What the task requires: An exact copy of every record is the expected answer.

Data for analysis:

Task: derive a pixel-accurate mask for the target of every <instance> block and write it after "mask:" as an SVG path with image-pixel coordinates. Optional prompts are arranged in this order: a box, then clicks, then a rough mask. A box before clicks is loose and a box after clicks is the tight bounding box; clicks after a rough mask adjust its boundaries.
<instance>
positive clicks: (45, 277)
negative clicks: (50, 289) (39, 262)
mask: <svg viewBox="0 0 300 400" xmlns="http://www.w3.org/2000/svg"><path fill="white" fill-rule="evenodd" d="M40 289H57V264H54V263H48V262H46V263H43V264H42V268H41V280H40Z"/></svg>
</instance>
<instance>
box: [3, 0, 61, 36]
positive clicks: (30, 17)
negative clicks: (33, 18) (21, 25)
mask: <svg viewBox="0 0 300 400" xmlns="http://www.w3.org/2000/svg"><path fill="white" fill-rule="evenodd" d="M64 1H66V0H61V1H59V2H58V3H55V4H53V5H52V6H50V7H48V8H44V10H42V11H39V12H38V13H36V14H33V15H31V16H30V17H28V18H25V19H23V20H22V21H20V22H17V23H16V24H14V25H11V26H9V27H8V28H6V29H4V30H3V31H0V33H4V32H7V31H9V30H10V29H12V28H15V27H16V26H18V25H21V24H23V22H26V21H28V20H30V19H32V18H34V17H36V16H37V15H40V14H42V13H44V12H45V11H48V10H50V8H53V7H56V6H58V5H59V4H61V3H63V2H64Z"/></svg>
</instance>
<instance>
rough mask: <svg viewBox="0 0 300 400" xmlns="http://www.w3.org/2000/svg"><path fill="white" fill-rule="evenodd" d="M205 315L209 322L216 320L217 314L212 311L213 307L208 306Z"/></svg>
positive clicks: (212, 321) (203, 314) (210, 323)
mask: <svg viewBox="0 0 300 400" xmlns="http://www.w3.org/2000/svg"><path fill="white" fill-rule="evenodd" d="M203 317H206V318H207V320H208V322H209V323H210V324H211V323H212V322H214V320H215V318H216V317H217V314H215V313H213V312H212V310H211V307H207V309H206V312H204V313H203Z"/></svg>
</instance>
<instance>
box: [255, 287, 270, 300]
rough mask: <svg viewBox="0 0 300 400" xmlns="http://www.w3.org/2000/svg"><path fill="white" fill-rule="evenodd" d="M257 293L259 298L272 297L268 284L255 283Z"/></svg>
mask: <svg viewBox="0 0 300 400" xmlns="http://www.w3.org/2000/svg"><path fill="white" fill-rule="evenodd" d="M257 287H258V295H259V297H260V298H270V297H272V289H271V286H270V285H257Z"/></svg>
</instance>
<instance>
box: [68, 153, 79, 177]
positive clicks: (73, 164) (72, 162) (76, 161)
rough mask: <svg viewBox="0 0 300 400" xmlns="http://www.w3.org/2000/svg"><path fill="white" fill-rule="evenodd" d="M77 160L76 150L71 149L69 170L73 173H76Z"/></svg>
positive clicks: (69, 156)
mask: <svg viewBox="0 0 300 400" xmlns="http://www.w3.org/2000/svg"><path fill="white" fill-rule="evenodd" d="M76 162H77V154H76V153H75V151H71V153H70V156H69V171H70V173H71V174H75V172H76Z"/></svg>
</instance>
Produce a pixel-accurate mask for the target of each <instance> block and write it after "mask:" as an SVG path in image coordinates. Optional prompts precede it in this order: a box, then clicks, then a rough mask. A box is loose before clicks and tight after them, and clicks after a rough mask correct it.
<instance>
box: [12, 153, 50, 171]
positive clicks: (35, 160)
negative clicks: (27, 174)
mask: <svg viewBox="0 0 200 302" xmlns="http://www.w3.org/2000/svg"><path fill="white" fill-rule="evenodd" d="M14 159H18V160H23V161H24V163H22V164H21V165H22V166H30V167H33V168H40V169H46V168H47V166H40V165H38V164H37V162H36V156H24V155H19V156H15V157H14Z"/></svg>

Answer section:
Task: derive a pixel-accurate mask for the target of every <instance> block and write it after "mask:" as an SVG path with image-pixel coordinates. Optional prompts are arranged in this order: a box, then clicks, then a rough mask. A box before clicks is loose and a box after clicks is the tight bounding box; clicks after a rough mask adjust its boundaries.
<instance>
positive clicks: (45, 277)
negative clicks: (50, 289) (39, 262)
mask: <svg viewBox="0 0 300 400" xmlns="http://www.w3.org/2000/svg"><path fill="white" fill-rule="evenodd" d="M40 289H57V264H54V263H48V262H46V263H43V264H42V268H41V280H40Z"/></svg>
</instance>
<instance>
box: [3, 0, 61, 36]
positive clicks: (30, 17)
negative clicks: (33, 18) (21, 25)
mask: <svg viewBox="0 0 300 400" xmlns="http://www.w3.org/2000/svg"><path fill="white" fill-rule="evenodd" d="M64 1H66V0H61V1H59V2H58V3H55V4H53V5H52V6H50V7H48V8H44V10H42V11H39V12H38V13H36V14H33V15H31V16H30V17H28V18H25V19H23V20H22V21H20V22H17V23H16V24H14V25H11V26H9V27H8V28H6V29H4V30H3V31H0V33H4V32H7V31H9V30H10V29H12V28H15V27H16V26H18V25H21V24H23V22H26V21H28V20H30V19H32V18H34V17H36V16H37V15H40V14H42V13H44V12H45V11H48V10H50V8H53V7H56V6H58V5H59V4H61V3H63V2H64Z"/></svg>
</instance>
<instance>
rough mask: <svg viewBox="0 0 300 400" xmlns="http://www.w3.org/2000/svg"><path fill="white" fill-rule="evenodd" d="M205 315L209 322L216 320L217 314L212 311L213 307L208 306Z"/></svg>
positive clicks: (212, 321) (203, 314) (210, 323)
mask: <svg viewBox="0 0 300 400" xmlns="http://www.w3.org/2000/svg"><path fill="white" fill-rule="evenodd" d="M203 317H206V318H207V320H208V322H209V323H210V324H211V323H212V322H214V320H215V318H216V317H217V314H215V313H213V312H212V310H211V307H207V309H206V312H204V313H203Z"/></svg>
</instance>
<instance>
box: [255, 287, 270, 300]
rough mask: <svg viewBox="0 0 300 400" xmlns="http://www.w3.org/2000/svg"><path fill="white" fill-rule="evenodd" d="M257 293L259 298L272 297L268 284L255 283Z"/></svg>
mask: <svg viewBox="0 0 300 400" xmlns="http://www.w3.org/2000/svg"><path fill="white" fill-rule="evenodd" d="M257 287H258V295H259V297H260V298H270V297H272V289H271V286H270V285H257Z"/></svg>
</instance>
<instance>
box: [68, 153, 79, 177]
positive clicks: (73, 164) (72, 162) (76, 161)
rough mask: <svg viewBox="0 0 300 400" xmlns="http://www.w3.org/2000/svg"><path fill="white" fill-rule="evenodd" d="M77 160L76 150L71 149L69 170L73 173H76Z"/></svg>
positive clicks: (69, 156)
mask: <svg viewBox="0 0 300 400" xmlns="http://www.w3.org/2000/svg"><path fill="white" fill-rule="evenodd" d="M76 162H77V154H76V153H75V151H71V153H70V156H69V171H70V173H71V174H75V172H76Z"/></svg>
</instance>
Produce a pixel-accurate mask for the target of each <instance> block and write it after "mask:" as an SVG path in image coordinates. Optional prompts precede it in this order: a box, then clicks, then a rough mask. A box is loose before clicks and tight after them, and clicks after a rough mask correct it.
<instance>
box: [12, 153, 50, 171]
positive clicks: (35, 160)
negative clicks: (27, 174)
mask: <svg viewBox="0 0 200 302" xmlns="http://www.w3.org/2000/svg"><path fill="white" fill-rule="evenodd" d="M14 159H18V160H23V161H24V163H22V164H21V165H22V166H30V167H33V168H40V169H46V168H47V166H40V165H38V164H37V162H36V156H24V155H19V156H15V157H14Z"/></svg>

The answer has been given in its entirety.